#### Data section:
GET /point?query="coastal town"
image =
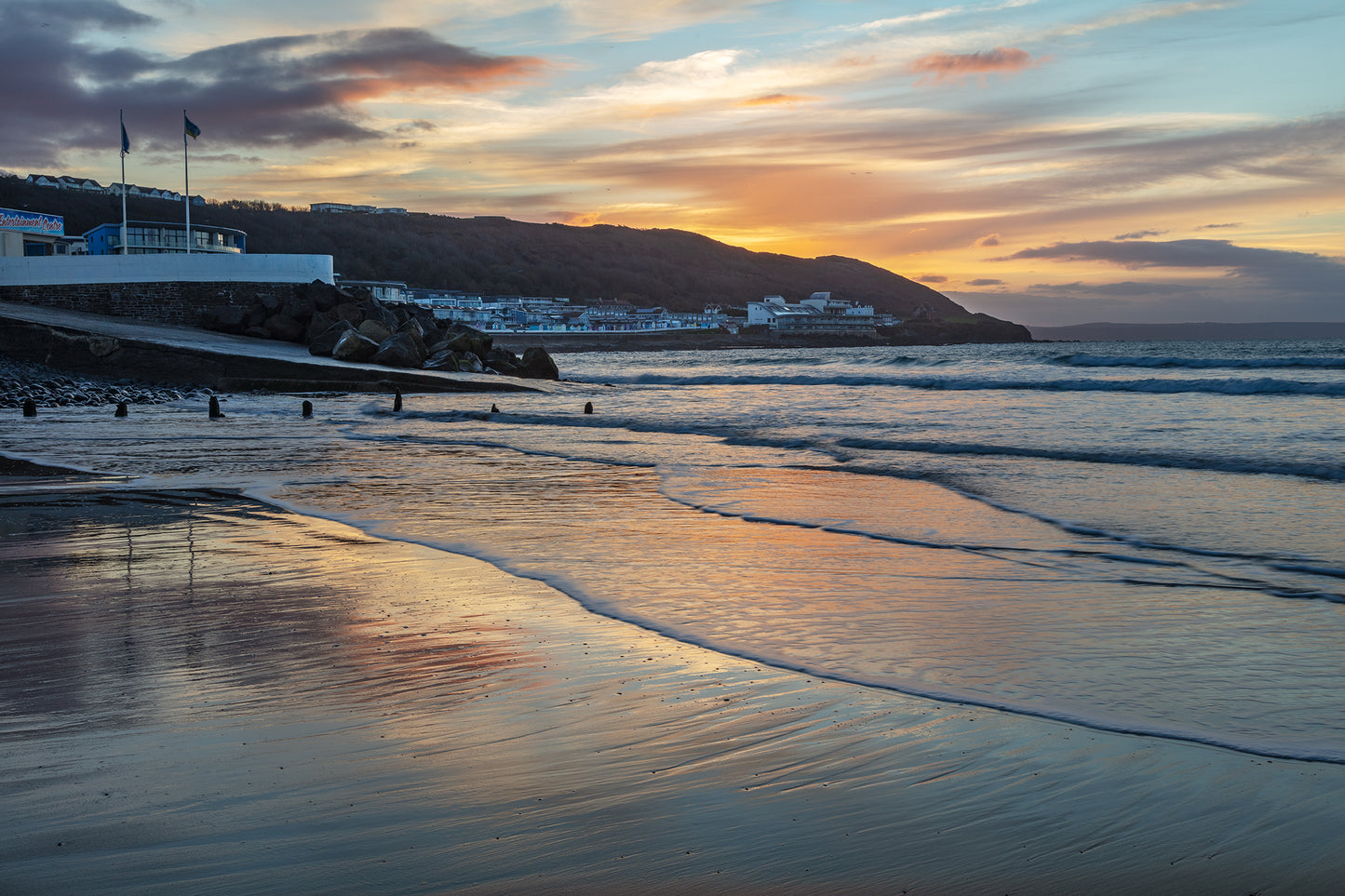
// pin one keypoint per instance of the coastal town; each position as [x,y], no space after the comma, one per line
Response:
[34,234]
--
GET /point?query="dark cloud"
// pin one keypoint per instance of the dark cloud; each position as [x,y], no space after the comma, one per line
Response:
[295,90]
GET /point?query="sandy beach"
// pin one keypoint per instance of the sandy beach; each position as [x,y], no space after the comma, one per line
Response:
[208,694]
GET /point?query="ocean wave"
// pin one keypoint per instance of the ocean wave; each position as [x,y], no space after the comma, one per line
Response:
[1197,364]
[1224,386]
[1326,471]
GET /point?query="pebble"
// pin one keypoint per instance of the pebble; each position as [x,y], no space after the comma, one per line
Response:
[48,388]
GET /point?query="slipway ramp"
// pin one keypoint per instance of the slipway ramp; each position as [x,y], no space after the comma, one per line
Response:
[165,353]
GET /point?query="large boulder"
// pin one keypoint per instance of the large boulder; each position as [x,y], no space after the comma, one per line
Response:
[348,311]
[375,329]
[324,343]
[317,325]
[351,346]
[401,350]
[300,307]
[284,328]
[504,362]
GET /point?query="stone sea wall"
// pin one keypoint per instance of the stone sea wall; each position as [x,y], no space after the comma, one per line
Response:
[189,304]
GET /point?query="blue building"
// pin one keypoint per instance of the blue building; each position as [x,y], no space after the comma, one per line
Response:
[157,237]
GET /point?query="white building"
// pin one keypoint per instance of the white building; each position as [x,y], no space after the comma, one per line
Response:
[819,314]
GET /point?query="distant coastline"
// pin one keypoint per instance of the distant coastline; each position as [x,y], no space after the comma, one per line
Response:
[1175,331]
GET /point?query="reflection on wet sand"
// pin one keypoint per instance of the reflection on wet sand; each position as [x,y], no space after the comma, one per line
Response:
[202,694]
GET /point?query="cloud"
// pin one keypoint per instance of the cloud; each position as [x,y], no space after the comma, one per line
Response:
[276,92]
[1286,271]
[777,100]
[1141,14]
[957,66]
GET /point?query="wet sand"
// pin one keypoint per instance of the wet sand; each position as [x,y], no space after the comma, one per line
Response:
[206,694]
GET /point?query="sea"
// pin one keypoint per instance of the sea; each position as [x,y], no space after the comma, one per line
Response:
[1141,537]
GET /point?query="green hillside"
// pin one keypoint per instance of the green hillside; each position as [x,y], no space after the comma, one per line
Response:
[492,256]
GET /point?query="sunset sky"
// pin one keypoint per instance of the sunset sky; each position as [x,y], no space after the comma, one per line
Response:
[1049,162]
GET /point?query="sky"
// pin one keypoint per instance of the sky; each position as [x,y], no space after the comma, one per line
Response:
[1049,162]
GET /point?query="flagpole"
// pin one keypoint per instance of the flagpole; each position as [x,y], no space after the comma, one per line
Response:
...
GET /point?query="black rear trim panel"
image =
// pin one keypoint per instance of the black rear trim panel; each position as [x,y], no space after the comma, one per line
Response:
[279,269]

#### What the exercise asks:
Find and copy every line in the listing above that contains the string "stone". Case counts.

#### Result of the exercise:
GET /point?query="stone sea wall"
// pin one keypoint per instance of the stone sea wall; each position as [x,y], no space after the comma, one per line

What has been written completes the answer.